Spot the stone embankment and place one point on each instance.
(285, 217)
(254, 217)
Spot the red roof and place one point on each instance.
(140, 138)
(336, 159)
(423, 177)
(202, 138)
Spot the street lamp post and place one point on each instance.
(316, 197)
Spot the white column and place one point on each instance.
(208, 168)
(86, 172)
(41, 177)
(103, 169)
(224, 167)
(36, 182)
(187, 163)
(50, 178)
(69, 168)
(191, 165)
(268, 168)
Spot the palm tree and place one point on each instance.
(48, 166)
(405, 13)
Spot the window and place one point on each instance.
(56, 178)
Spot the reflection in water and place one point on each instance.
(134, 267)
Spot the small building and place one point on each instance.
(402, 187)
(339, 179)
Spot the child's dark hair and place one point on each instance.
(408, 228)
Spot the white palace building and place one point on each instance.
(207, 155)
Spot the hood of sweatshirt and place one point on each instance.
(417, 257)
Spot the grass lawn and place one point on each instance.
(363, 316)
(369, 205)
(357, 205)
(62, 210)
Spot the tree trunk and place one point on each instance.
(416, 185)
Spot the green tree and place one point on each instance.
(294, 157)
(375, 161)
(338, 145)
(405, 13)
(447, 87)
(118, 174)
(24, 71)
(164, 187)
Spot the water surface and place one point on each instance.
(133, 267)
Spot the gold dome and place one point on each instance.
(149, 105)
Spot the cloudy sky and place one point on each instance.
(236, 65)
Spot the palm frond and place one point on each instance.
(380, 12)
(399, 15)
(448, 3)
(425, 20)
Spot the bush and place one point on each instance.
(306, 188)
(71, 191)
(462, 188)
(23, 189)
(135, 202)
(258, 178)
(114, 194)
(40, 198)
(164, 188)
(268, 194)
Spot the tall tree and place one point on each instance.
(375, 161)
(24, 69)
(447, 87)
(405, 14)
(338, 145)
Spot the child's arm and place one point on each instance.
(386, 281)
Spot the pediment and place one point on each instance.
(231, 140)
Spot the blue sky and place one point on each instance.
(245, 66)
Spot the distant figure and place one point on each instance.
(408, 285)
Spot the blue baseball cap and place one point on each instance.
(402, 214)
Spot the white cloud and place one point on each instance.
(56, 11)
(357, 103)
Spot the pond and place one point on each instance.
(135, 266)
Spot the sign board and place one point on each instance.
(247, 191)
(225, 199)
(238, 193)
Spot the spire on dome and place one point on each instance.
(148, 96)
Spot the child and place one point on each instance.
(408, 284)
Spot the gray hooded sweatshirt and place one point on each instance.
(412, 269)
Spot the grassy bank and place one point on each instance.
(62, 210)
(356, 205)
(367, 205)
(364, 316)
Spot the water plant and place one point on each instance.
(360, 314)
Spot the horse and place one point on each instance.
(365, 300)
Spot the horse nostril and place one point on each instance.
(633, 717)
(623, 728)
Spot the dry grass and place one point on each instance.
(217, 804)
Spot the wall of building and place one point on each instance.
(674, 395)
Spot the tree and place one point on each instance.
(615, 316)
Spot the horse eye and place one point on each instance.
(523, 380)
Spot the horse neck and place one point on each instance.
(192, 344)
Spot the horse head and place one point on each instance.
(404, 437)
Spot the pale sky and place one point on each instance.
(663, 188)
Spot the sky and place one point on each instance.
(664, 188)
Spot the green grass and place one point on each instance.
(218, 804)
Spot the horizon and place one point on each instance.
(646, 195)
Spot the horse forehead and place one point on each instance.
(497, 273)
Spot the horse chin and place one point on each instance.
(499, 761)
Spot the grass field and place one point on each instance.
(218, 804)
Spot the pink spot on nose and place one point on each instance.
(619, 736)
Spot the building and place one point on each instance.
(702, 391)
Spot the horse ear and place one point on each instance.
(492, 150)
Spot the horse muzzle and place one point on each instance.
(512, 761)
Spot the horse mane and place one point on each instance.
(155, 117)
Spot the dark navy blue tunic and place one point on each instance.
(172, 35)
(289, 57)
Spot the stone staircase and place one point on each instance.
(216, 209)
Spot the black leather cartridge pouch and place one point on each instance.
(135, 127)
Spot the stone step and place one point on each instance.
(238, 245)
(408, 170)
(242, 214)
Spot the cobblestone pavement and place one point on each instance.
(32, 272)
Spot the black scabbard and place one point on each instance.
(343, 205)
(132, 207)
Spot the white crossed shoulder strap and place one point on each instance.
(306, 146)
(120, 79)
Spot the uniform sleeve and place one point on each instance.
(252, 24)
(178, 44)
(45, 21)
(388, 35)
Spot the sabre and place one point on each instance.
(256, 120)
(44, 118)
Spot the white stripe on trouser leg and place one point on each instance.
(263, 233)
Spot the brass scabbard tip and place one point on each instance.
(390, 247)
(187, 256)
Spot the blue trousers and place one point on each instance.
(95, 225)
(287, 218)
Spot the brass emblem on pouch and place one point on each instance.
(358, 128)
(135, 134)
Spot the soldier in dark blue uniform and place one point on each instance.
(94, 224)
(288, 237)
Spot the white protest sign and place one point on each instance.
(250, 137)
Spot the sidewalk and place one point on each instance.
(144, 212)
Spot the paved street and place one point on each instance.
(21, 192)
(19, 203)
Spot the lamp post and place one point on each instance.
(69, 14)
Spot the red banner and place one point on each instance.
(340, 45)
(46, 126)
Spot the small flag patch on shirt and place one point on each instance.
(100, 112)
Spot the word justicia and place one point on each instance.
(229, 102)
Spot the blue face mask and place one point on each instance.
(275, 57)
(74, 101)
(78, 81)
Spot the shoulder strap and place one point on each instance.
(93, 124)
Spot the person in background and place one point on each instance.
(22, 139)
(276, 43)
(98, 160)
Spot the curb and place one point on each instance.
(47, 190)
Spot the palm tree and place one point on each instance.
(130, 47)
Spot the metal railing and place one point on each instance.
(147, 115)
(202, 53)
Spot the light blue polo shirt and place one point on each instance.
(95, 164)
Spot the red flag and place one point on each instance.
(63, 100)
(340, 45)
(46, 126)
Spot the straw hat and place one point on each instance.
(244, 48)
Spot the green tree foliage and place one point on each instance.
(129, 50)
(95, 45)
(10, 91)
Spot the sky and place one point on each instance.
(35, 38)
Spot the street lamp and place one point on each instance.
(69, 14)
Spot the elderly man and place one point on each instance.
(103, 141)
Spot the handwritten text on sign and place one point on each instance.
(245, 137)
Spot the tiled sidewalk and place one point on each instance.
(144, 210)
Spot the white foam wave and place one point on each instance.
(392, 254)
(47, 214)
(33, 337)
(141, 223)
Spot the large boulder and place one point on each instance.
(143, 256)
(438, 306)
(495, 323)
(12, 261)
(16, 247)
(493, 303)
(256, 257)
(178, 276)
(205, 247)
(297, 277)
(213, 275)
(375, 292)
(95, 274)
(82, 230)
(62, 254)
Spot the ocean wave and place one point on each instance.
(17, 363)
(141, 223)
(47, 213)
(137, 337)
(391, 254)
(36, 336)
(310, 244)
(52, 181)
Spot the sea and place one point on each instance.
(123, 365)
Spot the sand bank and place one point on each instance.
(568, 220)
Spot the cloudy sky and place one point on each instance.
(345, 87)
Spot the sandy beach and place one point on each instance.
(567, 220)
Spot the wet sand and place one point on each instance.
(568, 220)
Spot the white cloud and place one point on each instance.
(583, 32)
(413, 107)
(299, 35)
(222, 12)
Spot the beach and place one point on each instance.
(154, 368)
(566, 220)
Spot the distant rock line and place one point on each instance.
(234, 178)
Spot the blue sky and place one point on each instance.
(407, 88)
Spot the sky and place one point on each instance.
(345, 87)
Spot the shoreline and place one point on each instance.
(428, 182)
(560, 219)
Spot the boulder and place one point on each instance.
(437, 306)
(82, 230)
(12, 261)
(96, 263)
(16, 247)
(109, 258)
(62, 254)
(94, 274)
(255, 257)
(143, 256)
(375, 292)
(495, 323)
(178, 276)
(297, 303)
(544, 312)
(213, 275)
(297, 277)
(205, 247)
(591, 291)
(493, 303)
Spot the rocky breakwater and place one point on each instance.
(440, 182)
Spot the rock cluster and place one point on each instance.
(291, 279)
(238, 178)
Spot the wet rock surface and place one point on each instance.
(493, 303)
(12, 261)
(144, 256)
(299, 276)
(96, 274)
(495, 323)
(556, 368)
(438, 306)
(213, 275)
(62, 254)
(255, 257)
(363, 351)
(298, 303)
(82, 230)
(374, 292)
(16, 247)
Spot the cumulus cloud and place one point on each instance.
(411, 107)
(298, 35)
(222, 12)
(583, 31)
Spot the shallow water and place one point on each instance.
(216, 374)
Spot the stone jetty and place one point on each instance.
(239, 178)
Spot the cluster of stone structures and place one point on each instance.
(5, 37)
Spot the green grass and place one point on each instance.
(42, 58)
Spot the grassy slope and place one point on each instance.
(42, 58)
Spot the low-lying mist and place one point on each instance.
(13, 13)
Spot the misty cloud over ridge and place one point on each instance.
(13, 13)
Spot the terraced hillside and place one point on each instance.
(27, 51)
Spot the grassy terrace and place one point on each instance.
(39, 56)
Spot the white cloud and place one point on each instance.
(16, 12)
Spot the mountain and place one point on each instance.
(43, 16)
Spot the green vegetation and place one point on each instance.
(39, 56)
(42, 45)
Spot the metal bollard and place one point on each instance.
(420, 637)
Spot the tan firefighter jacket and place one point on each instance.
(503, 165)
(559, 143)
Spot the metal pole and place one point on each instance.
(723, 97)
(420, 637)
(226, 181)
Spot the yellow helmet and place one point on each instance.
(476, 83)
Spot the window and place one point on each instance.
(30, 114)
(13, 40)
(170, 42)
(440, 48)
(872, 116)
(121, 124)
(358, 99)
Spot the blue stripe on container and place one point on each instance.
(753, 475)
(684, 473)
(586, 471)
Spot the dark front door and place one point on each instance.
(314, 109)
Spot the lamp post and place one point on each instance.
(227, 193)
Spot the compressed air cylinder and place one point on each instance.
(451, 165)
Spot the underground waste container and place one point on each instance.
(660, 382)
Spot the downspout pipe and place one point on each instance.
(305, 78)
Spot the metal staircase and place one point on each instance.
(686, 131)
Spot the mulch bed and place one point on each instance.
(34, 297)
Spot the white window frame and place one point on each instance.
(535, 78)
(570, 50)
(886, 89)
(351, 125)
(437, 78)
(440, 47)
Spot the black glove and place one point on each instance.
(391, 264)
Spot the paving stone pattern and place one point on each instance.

____________________

- [The task] Once the line that contains "Spot the grassy terrace" is found, please give it again exactly, along with each line that comes after it, through the last line of the entries.

- [Response area]
Spot the grassy terrace and place one point on each instance.
(39, 56)
Spot the white cloud and place one point on each instance.
(16, 12)
Spot the mountain and place one point on each instance.
(43, 16)
Spot the green vegetation and place one point on each instance.
(39, 56)
(42, 45)
Spot the metal bollard and place one point on each instance.
(420, 637)
Spot the tan firefighter jacket and place one point on each instance.
(503, 165)
(559, 143)
Spot the metal pole and place one point on each instance.
(723, 97)
(420, 637)
(226, 181)
Spot the yellow helmet and place one point on each instance.
(476, 83)
Spot the window and place one point on each instance.
(30, 114)
(13, 40)
(170, 42)
(440, 48)
(872, 116)
(121, 124)
(358, 99)
Spot the blue stripe on container and place one point on each instance.
(753, 475)
(684, 473)
(586, 471)
Spot the dark front door and place one point on each instance.
(314, 109)
Spot the lamp post and place one point on each instance.
(227, 193)
Spot the compressed air cylinder and place one point on each instance.
(451, 165)
Spot the underground waste container and place one point on each instance.
(660, 382)
Spot the downspout pipe and place one point on each instance.
(305, 78)
Spot the metal staircase and place one point on each instance.
(686, 131)
Spot the mulch bed and place one point on each instance.
(34, 297)
Spot the white window frame and place one point on each instance.
(535, 78)
(570, 50)
(886, 89)
(351, 125)
(437, 78)
(440, 47)
Spot the black glove and place one point on each instance.
(391, 264)
Spot the paving stone pattern and place one point on each instance.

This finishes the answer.